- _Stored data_
☆ ☆ ☆ ☆ ☆ ☆ ☆

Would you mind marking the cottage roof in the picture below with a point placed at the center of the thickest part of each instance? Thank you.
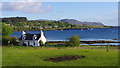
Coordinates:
(30, 37)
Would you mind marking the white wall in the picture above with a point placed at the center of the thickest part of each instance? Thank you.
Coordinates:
(31, 42)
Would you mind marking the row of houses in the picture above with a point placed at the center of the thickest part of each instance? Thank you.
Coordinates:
(27, 26)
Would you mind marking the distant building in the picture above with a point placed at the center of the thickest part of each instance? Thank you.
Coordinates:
(32, 39)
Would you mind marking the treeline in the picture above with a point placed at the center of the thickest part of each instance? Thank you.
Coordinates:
(21, 23)
(12, 20)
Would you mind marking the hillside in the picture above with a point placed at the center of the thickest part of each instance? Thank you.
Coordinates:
(73, 21)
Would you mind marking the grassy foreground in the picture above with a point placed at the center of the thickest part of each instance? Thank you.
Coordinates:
(33, 56)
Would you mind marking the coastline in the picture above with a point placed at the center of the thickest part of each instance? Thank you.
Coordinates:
(68, 29)
(86, 42)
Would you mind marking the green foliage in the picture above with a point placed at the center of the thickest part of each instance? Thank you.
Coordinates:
(6, 30)
(41, 43)
(24, 44)
(73, 41)
(6, 40)
(20, 55)
(107, 47)
(14, 19)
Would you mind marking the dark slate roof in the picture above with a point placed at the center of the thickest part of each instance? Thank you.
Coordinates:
(30, 36)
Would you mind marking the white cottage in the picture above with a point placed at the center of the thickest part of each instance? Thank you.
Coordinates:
(32, 39)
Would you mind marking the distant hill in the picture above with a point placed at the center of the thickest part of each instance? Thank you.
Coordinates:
(73, 21)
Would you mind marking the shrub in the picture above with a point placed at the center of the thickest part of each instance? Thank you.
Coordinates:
(41, 42)
(8, 40)
(107, 47)
(73, 41)
(24, 44)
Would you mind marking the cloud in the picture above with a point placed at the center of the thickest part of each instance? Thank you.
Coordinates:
(29, 6)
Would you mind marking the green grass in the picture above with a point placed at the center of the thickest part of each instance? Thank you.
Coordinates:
(33, 56)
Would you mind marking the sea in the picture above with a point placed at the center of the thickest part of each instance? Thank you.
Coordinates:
(96, 34)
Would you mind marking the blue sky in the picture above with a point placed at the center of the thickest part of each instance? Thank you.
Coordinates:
(104, 12)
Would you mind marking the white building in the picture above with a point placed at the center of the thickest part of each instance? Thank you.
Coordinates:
(32, 39)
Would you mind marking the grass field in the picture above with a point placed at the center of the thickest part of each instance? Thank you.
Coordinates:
(33, 56)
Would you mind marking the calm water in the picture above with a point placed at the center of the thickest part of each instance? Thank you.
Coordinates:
(95, 34)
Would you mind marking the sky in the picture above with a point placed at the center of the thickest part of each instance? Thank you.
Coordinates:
(104, 12)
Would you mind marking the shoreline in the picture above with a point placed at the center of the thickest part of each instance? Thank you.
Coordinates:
(85, 42)
(66, 29)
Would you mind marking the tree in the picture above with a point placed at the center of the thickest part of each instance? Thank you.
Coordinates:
(41, 42)
(6, 30)
(74, 41)
(107, 47)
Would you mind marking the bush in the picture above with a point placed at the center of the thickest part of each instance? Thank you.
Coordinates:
(41, 42)
(73, 41)
(107, 47)
(8, 40)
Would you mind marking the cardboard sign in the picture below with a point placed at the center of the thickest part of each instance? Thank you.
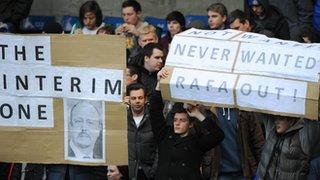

☆ ☆ ☆ ☆ ☆ ☆ ☆

- _SET TASK_
Which lines in the stored data above contain the word "cottage"? Report each of those lines in full.

- _THE COMPLETED TASK_
Would you mind marking the cottage roof in the picture below with a point placed at the center of the thickest part of each instance? Thank you.
Would you mind marking the white cottage in the picture above with a point placed at the center of the thickest part of each instance? Thank you.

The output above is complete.